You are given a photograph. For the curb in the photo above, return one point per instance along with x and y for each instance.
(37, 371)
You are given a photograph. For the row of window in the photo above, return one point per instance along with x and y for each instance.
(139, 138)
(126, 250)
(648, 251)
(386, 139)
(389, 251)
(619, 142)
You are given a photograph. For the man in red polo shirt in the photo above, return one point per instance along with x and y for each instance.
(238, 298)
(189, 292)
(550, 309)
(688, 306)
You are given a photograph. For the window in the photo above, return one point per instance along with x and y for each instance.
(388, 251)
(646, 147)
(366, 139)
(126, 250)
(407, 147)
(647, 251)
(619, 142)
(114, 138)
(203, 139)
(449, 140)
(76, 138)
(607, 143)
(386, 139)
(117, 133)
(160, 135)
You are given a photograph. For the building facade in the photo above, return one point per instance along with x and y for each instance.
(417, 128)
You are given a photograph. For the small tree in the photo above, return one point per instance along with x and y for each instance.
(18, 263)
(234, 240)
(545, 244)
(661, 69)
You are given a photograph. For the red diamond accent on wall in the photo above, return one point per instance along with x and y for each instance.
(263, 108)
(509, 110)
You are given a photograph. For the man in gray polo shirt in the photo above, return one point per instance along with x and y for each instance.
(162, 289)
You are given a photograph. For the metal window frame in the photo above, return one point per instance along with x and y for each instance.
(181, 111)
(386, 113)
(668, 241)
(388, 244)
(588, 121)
***
Work item -
Copy out the full listing exactly.

Result for this task -
You are given a photograph. For the curb in the photo above, return one point per instance along with x and y for each instance.
(37, 371)
You are given a photograph. For the row of window in the photo above, return one point per instance along with x and y for each instance.
(139, 138)
(126, 250)
(648, 251)
(386, 139)
(389, 251)
(619, 142)
You are given a photograph. For the man in red polo shirt in the photo above, return one point per instance along with x and y for each instance.
(238, 298)
(189, 292)
(550, 309)
(688, 306)
You are given a photograph. For the window in the photo above, return one point per instance along with x and y for each instance.
(388, 251)
(646, 147)
(366, 139)
(126, 250)
(407, 147)
(647, 251)
(619, 142)
(114, 138)
(203, 139)
(449, 140)
(76, 138)
(607, 143)
(386, 139)
(117, 133)
(160, 135)
You are given a photograph. For the building facade in the photo above, return one point per instance along with x and y for each instance.
(417, 128)
You are given a photograph. For the small tree in the photo above, return one point per instance along with x and y for each instance.
(18, 263)
(234, 240)
(545, 244)
(661, 69)
You are given a photograph. For the red diamond accent on wall in the photo above, return one point per instance along with x and y for each instance.
(263, 108)
(509, 110)
You are given a photograph. For the man in gray polo shirt in the photo above, return one point per instance along with x and y for each instance.
(162, 289)
You are given a photograph. For the metal window frame in the photo above, return one point per instance along with x and y for each instance.
(181, 111)
(386, 113)
(668, 241)
(388, 244)
(588, 121)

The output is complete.